━━ 选定文本 ━━

0778. Swim in Rising Water - kumaeki/LeetCode GitHub Wiki

0778. Swim in Rising Water

On an N x N grid, each square grid[i][j] represents the elevation at that point (i,j).

Now rain starts to fall. At time t, the depth of the water everywhere is t. You can swim from a square to another 4-directionally adjacent square if and only if the elevation of both squares individually are at most t. You can swim infinite distance in zero time. Of course, you must stay within the boundaries of the grid during your swim.

You start at the top left square (0, 0). What is the least time until you can reach the bottom right square (N-1, N-1)?

Example 1:

Input: [[0,2],[1,3]]

Output: 3

Explanation:

At time 0, you are in grid location (0, 0).
You cannot go anywhere else because 4-directionally adjacent neighbors have a higher elevation than t = 0.

You cannot reach point (1, 1) until time 3.
When the depth of water is 3, we can swim anywhere inside the grid.

Example 2:

Input: [[0,1,2,3,4],[24,23,22,21,5],[12,13,14,15,16],[11,17,18,19,20],[10,9,8,7,6]]

Output: 16

Explanation:
 0  1  2  3  4
24 23 22 21  5
12 13 14 15 16
11 17 18 19 20
10  9  8  7  6

The final route is marked in bold.
We need to wait until time 16 so that (0, 0) and (4, 4) are connected.

Note:

  • 2 <= N <= 50.
  • grid[i][j] is a permutation of [0, ..., N*N - 1].

解法1

首先想到的是用dp, 然后发现不对, 因为除了边界的点之外, 其他的点真的是可以有4个方向的, 并不是只能往右和往下流动.
所以答案就是, 深度优先.

━━━
━━ 所给记录 ━━

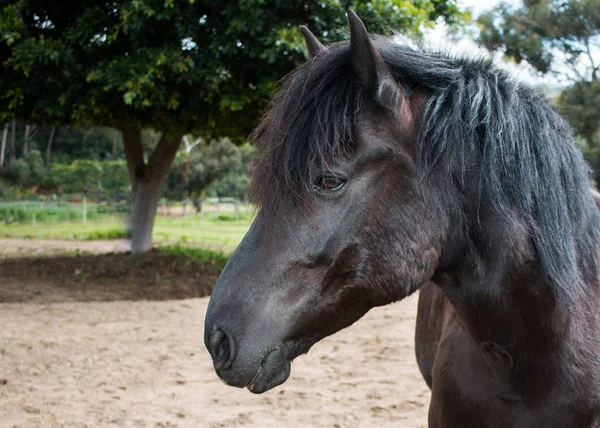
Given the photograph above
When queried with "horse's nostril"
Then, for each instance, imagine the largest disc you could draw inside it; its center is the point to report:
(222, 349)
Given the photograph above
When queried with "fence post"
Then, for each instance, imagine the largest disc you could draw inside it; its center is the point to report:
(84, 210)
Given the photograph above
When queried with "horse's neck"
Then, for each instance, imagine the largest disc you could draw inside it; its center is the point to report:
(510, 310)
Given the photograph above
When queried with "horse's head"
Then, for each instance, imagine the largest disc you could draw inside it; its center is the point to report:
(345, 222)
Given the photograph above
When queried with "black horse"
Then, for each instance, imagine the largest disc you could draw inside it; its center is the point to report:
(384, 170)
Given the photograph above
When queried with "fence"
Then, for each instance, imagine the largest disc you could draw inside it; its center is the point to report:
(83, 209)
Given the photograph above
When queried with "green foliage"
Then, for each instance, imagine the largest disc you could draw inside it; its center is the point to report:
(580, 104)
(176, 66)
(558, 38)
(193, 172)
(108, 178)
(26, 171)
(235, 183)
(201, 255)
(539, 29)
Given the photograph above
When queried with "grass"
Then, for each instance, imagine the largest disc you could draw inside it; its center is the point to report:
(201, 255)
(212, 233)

━━━
━━ 所给记录 ━━

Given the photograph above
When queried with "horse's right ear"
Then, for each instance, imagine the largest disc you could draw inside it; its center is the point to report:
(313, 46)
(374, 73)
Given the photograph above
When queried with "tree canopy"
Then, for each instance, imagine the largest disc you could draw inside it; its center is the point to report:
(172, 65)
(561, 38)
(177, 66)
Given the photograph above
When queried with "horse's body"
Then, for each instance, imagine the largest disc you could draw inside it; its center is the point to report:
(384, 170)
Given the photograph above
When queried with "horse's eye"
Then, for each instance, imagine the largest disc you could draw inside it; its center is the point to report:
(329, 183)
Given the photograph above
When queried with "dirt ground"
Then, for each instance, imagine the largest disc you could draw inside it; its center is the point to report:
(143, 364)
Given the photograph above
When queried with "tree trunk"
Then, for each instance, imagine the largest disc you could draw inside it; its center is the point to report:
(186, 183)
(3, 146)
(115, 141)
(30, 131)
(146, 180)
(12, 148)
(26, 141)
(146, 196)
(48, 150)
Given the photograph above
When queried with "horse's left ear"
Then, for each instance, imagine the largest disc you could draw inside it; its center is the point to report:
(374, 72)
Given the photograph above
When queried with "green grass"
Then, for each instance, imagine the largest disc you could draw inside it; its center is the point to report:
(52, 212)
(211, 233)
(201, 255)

━━━

待办事项
A) 请一字不差地抄录选定文本中的一段，从含有“We need to wait”的词语开始，到“所以答案就是, 深度优先.”为止。
B) 数一数记录中有几行含有字符串“grass”，区分大小写，只写出数字。

逐题答案
A)
We need to wait until time 16 so that (0, 0) and (4, 4) are connected.

Note:

  • 2 <= N <= 50.
  • grid[i][j] is a permutation of [0, ..., N*N - 1].

解法1

首先想到的是用dp, 然后发现不对, 因为除了边界的点之外, 其他的点真的是可以有4个方向的, 并不是只能往右和往下流动.
所以答案就是, 深度优先.

B) 2